═══ Extrait choisi
L’actualité du droit communautaire illustre les difficultés croissantes à concilier des libertés souvent contradictoires. Les solutions retenues, complexes et parfois obscures ressemblent de plus en plus à des numéros d’équilibriste. Nous retiendrons ici deux exemples récents.

Liberté de choix de la loi applicable au contrat de travail

 

bolkestein

Le premier c’est le règlement 593/2008 du 17 juin 2008 adopté par le Parlement et le Conseil, relatif aux conflits de loi, et qui consacre un article aux contrats de travail. Ce règlement se substitue à la convention de Rome du 19 juin 1980 en transposant ses principes : le contrat de travail est régi par la loi que choisissent les parties. Bien sûr ce principe contient en germe un risque de dumping social. Comme le soulignait récemment Gilles Karpman dans une tribune de Metis, il serait loisible aux cocontractants de soumettre leurs rapports à la loi du Yémen du Sud ! Mieux : ils pourraient selon leur intérêt (le plus souvent celui de l’employeur), appliquer des lois différentes aux matières traitées dans leur contrat. C’est ce que les juristes appellent « le dépeçage du contrat ».
══════
> _Consignes de l'exercice_
1) Recopiez mot pour mot le passage de l'extrait choisi qui va de « L’actualité du droit » jusqu'à « deux exemples récents. » inclus.
2) D'après l'extrait choisi, quel texte le règlement 593/2008 vient-il remplacer ?
═══ Données fournies
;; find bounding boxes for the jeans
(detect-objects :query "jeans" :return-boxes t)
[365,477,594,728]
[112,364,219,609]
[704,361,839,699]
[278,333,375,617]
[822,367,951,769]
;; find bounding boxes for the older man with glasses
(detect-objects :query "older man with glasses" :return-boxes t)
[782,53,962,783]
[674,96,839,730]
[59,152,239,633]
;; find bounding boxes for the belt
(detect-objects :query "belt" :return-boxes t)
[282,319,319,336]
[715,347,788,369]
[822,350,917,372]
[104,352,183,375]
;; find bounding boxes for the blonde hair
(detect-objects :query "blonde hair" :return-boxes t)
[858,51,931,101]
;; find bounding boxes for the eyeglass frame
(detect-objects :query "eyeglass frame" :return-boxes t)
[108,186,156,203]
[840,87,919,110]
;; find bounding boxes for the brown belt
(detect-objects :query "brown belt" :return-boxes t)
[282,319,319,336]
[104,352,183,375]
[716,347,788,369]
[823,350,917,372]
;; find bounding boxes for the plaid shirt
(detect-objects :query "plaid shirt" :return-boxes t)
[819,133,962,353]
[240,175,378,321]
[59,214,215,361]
══════
> _Corrigé de l'exercice_
1)
L’actualité du droit communautaire illustre les difficultés croissantes à concilier des libertés souvent contradictoires. Les solutions retenues, complexes et parfois obscures ressemblent de plus en plus à des numéros d’équilibriste. Nous retiendrons ici deux exemples récents.

2) La convention de Rome du 19 juin 1980.